>>

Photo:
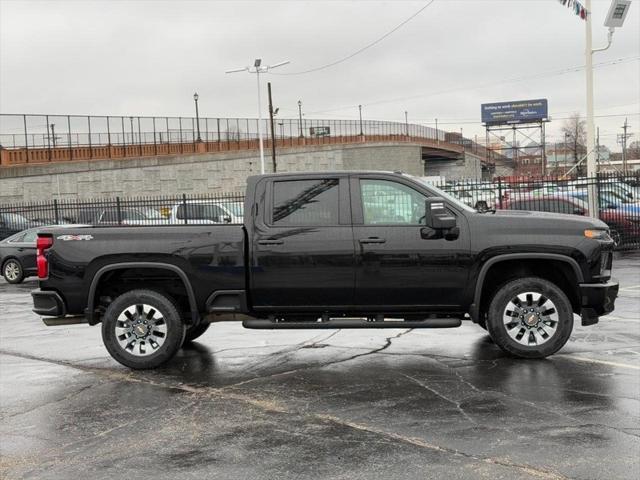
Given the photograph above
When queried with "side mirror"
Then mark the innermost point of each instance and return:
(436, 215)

<<
>>

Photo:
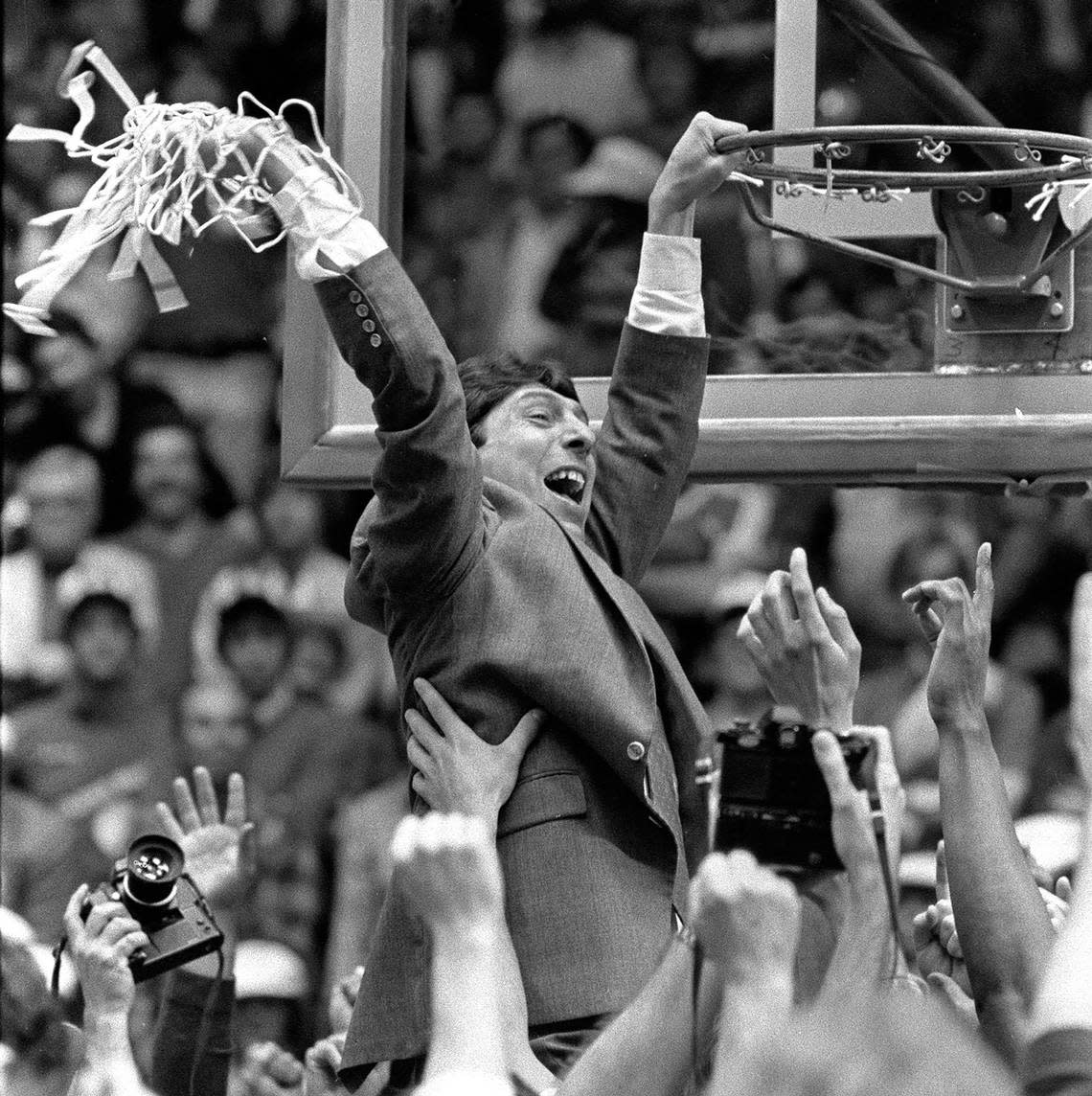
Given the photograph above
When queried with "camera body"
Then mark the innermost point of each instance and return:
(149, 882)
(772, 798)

<<
>>

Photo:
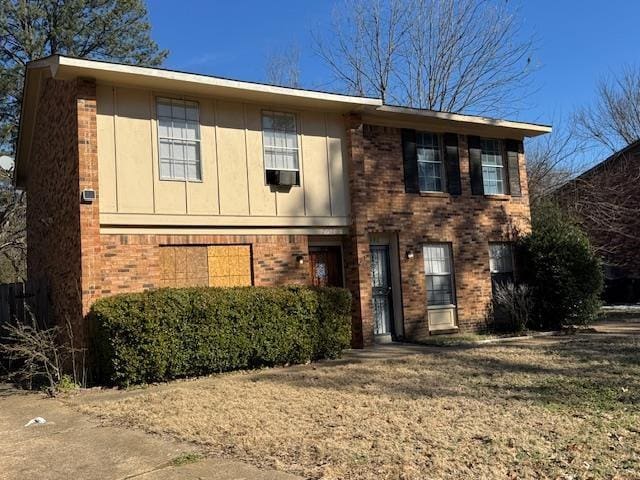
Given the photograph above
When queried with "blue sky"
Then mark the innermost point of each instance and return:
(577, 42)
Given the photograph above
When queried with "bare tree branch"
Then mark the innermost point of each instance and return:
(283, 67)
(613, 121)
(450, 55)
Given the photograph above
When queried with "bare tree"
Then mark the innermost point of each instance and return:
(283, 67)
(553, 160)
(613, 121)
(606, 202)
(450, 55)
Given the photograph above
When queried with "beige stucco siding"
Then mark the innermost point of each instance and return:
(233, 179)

<<

[PROBLEM STATEMENT]:
How many lines in the listing above contain the string "When", with case counting? Reply with the number alone.

[TASK RESULT]:
6